▶ **Your goal**:
Give as a numbered list, blank lines omitted, the lines of the records starting with the line containing "Segment the target" and going on through the line containing "223L332 226L341 277L359".

Start of The data

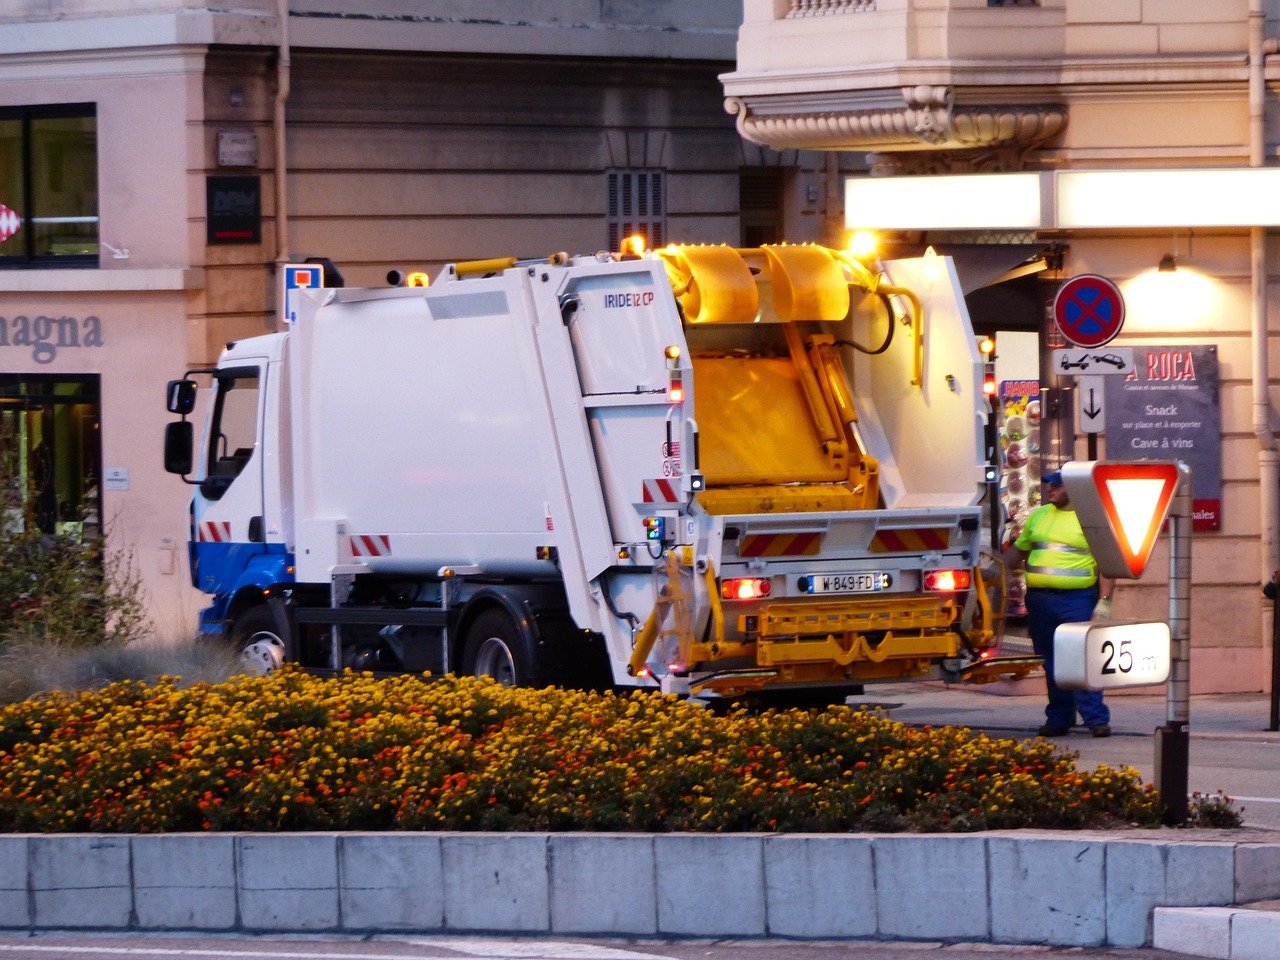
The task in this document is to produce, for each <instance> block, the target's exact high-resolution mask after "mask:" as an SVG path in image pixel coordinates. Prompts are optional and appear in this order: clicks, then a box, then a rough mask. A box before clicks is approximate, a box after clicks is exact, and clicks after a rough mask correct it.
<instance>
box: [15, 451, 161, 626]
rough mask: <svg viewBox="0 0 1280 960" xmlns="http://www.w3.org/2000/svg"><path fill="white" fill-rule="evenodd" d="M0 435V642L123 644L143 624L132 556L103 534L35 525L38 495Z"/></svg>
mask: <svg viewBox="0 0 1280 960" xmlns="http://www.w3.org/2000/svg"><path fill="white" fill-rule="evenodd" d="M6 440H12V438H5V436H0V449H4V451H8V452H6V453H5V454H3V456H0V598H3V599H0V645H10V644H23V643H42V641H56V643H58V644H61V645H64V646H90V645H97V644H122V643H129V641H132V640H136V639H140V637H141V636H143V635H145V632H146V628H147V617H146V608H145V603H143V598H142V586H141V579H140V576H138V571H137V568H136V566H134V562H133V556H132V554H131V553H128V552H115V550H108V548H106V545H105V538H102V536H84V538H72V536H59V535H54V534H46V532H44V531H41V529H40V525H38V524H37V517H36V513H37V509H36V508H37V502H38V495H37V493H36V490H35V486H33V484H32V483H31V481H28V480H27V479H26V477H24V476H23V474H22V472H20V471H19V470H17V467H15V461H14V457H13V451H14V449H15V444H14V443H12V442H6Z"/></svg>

End of The data
Start of The data

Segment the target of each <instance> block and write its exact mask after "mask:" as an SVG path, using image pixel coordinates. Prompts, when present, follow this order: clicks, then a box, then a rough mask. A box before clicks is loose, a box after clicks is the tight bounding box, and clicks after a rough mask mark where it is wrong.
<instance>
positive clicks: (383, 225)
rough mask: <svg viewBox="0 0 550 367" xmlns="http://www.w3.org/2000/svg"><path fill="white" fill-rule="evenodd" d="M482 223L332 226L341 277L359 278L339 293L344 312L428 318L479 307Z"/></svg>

End of The data

▶ **Task solution**:
1. Segment the target of each <instance> block and write its exact mask after "mask:" as an SVG path, using image pixel coordinates. Prompts, when present, follow this order: clicks, then a box, then a rough mask. A box before clicks is loose, a box after clicks is the tight bounding box, and clicks after a rough mask mark where it is wrong.
2. <instance>
3. positive clicks: (383, 225)
4. rough mask: <svg viewBox="0 0 550 367" xmlns="http://www.w3.org/2000/svg"><path fill="white" fill-rule="evenodd" d="M482 223L332 226L341 277L359 278L339 293L344 312L428 318L479 307Z"/></svg>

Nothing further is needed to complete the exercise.